[[ EXTRACTED INFORMATION, beginning ]]
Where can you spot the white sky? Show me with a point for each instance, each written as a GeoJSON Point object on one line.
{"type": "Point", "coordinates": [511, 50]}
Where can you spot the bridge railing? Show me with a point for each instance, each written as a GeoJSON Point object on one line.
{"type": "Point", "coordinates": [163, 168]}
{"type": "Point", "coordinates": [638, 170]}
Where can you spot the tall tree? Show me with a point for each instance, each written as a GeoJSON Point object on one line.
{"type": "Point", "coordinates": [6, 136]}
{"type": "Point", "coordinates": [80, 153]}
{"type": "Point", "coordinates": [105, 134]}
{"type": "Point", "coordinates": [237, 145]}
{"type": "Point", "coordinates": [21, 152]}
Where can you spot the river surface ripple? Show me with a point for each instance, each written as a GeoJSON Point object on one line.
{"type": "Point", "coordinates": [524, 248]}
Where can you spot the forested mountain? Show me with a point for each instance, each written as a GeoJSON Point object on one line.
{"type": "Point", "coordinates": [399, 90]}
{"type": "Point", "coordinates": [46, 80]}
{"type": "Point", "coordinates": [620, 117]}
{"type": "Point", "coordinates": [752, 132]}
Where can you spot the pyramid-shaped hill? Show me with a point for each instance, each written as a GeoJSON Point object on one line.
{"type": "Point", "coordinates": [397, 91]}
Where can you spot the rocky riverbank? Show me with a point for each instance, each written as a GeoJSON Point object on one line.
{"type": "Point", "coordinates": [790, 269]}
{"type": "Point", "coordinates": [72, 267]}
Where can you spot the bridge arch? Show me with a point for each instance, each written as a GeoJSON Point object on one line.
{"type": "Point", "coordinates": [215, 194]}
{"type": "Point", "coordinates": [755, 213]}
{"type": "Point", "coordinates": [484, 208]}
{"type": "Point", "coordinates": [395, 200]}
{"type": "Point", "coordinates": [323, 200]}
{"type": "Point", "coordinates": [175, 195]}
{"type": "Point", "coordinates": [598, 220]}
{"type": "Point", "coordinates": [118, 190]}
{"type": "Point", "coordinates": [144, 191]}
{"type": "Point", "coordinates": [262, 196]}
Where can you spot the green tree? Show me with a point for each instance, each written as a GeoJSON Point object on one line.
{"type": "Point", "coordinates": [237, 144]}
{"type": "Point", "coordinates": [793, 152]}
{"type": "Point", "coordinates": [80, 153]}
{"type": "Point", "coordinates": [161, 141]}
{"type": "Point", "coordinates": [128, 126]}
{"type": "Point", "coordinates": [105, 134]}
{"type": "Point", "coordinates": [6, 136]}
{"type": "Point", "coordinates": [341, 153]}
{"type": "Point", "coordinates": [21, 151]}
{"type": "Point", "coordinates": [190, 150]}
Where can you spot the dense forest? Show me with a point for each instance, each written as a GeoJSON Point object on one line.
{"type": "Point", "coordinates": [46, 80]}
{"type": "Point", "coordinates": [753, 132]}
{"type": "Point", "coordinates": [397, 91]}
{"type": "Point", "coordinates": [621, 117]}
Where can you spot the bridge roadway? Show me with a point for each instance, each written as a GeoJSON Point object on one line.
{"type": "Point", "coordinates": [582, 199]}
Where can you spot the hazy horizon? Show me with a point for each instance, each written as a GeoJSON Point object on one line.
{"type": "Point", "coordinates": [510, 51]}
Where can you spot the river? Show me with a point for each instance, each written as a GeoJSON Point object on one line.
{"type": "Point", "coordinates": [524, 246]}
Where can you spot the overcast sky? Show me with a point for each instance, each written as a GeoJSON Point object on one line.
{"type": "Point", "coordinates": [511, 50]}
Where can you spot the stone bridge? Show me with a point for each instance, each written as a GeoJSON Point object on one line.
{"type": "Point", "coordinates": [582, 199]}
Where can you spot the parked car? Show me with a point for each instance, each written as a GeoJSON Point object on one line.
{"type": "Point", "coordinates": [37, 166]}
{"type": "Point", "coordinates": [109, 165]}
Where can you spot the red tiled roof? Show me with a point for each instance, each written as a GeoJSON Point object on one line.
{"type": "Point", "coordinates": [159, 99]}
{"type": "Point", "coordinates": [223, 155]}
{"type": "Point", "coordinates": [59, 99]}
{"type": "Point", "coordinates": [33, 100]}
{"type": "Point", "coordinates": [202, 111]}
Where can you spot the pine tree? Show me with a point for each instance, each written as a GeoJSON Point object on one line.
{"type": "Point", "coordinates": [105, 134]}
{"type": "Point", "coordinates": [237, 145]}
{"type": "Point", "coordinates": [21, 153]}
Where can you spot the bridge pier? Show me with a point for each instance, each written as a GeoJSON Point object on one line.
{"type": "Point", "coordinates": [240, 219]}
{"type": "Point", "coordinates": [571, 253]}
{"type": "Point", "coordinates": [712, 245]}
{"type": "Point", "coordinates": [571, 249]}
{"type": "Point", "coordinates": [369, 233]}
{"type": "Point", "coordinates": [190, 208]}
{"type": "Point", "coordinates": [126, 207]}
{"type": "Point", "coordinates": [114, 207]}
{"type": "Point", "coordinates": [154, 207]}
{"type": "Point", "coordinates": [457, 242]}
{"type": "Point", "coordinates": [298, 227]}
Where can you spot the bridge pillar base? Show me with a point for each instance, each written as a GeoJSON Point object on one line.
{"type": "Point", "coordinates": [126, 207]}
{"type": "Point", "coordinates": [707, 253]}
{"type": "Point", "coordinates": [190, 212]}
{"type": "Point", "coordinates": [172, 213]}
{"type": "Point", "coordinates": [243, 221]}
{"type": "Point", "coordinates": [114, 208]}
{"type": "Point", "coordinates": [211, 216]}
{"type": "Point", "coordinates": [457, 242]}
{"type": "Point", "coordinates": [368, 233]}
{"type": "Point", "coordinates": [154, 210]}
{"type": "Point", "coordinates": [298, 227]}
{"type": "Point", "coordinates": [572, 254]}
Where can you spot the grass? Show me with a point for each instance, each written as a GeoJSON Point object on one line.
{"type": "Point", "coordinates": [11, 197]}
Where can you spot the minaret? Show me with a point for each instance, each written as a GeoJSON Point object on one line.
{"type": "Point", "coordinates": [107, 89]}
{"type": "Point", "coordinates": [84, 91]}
[[ EXTRACTED INFORMATION, end ]]
• **INSTRUCTIONS FOR THE TASK**
Transcribe the whole listing above exactly, leaving nothing out.

• **SOLUTION FOR THIS TASK**
Where can you spot the white sky? Show me with a point for each instance, each written as a GeoJSON Point object on one line.
{"type": "Point", "coordinates": [511, 50]}
Where can you spot the bridge railing? Show me with a point for each instance, each written as a GeoJSON Point object on one line.
{"type": "Point", "coordinates": [163, 168]}
{"type": "Point", "coordinates": [638, 170]}
Where can you spot the tall tree? Show me with a point for each instance, each written as a GeoJSON Point object on one line.
{"type": "Point", "coordinates": [6, 136]}
{"type": "Point", "coordinates": [80, 153]}
{"type": "Point", "coordinates": [105, 134]}
{"type": "Point", "coordinates": [237, 145]}
{"type": "Point", "coordinates": [21, 152]}
Where can you spot the river surface ripple? Show me with a point for each instance, each written as a GeoJSON Point object on one line.
{"type": "Point", "coordinates": [524, 248]}
Where can you spot the forested mountain? Show me with a point for each instance, each written as a GeoJSON Point object on one line.
{"type": "Point", "coordinates": [399, 90]}
{"type": "Point", "coordinates": [46, 80]}
{"type": "Point", "coordinates": [620, 117]}
{"type": "Point", "coordinates": [752, 132]}
Where can you spot the pyramid-shaped hill? Show me with a point for each instance, each written as a GeoJSON Point object on one line.
{"type": "Point", "coordinates": [397, 91]}
Where can you spot the rocky riverbank? Show me with a point for each instance, each written as a GeoJSON Point object on one line.
{"type": "Point", "coordinates": [790, 269]}
{"type": "Point", "coordinates": [72, 267]}
Where can you spot the bridge arch? Show me with a point for each instance, each written as a GeoJSON Point object on one line.
{"type": "Point", "coordinates": [215, 194]}
{"type": "Point", "coordinates": [755, 213]}
{"type": "Point", "coordinates": [484, 208]}
{"type": "Point", "coordinates": [395, 200]}
{"type": "Point", "coordinates": [323, 200]}
{"type": "Point", "coordinates": [175, 195]}
{"type": "Point", "coordinates": [598, 220]}
{"type": "Point", "coordinates": [118, 190]}
{"type": "Point", "coordinates": [144, 191]}
{"type": "Point", "coordinates": [262, 196]}
Where can you spot the green tree? Show me with a point for each instance, each written as a GeoJSON Point object on one line.
{"type": "Point", "coordinates": [237, 144]}
{"type": "Point", "coordinates": [793, 152]}
{"type": "Point", "coordinates": [80, 153]}
{"type": "Point", "coordinates": [161, 141]}
{"type": "Point", "coordinates": [128, 126]}
{"type": "Point", "coordinates": [105, 134]}
{"type": "Point", "coordinates": [6, 136]}
{"type": "Point", "coordinates": [341, 153]}
{"type": "Point", "coordinates": [21, 151]}
{"type": "Point", "coordinates": [190, 150]}
Where can you spot the dense forest? Show me with a point for each instance, each written as a GeoJSON Point object on one line.
{"type": "Point", "coordinates": [46, 80]}
{"type": "Point", "coordinates": [753, 132]}
{"type": "Point", "coordinates": [397, 91]}
{"type": "Point", "coordinates": [621, 117]}
Where can you spot the bridge roadway? Show me with a point for each instance, each written as a GeoJSON Point object on one line.
{"type": "Point", "coordinates": [582, 199]}
Where can you spot the hazy horizon? Show me with a point for each instance, each written as a GeoJSON Point object on one line.
{"type": "Point", "coordinates": [510, 51]}
Where can you spot the river? Show me with a point for each instance, each written as a GeoJSON Point object on one line.
{"type": "Point", "coordinates": [524, 246]}
Where can you spot the overcast sky? Show me with a point for each instance, each written as a GeoJSON Point object on one line.
{"type": "Point", "coordinates": [511, 50]}
Where can you spot the stone bridge? Show me with a point for each instance, each written as a GeoJSON Point object on one line.
{"type": "Point", "coordinates": [582, 199]}
Where can you spot the parked car? Show me with a point for each instance, each written as a GeoJSON Point object on one line.
{"type": "Point", "coordinates": [37, 166]}
{"type": "Point", "coordinates": [109, 165]}
Where can you spot the red tiled roof? Show me with a point for each instance, each written as a GeoJSON Point object on one line.
{"type": "Point", "coordinates": [159, 99]}
{"type": "Point", "coordinates": [223, 155]}
{"type": "Point", "coordinates": [59, 99]}
{"type": "Point", "coordinates": [33, 100]}
{"type": "Point", "coordinates": [202, 111]}
Where can you spot the pine tree? Show me with a point for each instance, each written as a GeoJSON Point object on one line.
{"type": "Point", "coordinates": [105, 134]}
{"type": "Point", "coordinates": [237, 145]}
{"type": "Point", "coordinates": [21, 153]}
Where can you spot the bridge pier? Show me with a point for each instance, each written as a GeoJSON Point object on one line.
{"type": "Point", "coordinates": [240, 219]}
{"type": "Point", "coordinates": [571, 253]}
{"type": "Point", "coordinates": [712, 245]}
{"type": "Point", "coordinates": [571, 249]}
{"type": "Point", "coordinates": [369, 233]}
{"type": "Point", "coordinates": [190, 208]}
{"type": "Point", "coordinates": [126, 207]}
{"type": "Point", "coordinates": [114, 207]}
{"type": "Point", "coordinates": [154, 207]}
{"type": "Point", "coordinates": [457, 242]}
{"type": "Point", "coordinates": [298, 227]}
Where can you spot the bridge pillar base? Show me with a point for each instance, each written as a GeoJSON Point object on one line.
{"type": "Point", "coordinates": [126, 207]}
{"type": "Point", "coordinates": [707, 253]}
{"type": "Point", "coordinates": [190, 212]}
{"type": "Point", "coordinates": [172, 213]}
{"type": "Point", "coordinates": [243, 221]}
{"type": "Point", "coordinates": [114, 208]}
{"type": "Point", "coordinates": [211, 216]}
{"type": "Point", "coordinates": [457, 242]}
{"type": "Point", "coordinates": [368, 233]}
{"type": "Point", "coordinates": [154, 210]}
{"type": "Point", "coordinates": [298, 227]}
{"type": "Point", "coordinates": [572, 254]}
Where can you spot the grass? Show me with a point for each instance, each written as a GeoJSON Point object on one line.
{"type": "Point", "coordinates": [11, 197]}
Where can you spot the minaret? Show me with a point for each instance, each written as a GeoJSON Point object on one line.
{"type": "Point", "coordinates": [107, 89]}
{"type": "Point", "coordinates": [84, 91]}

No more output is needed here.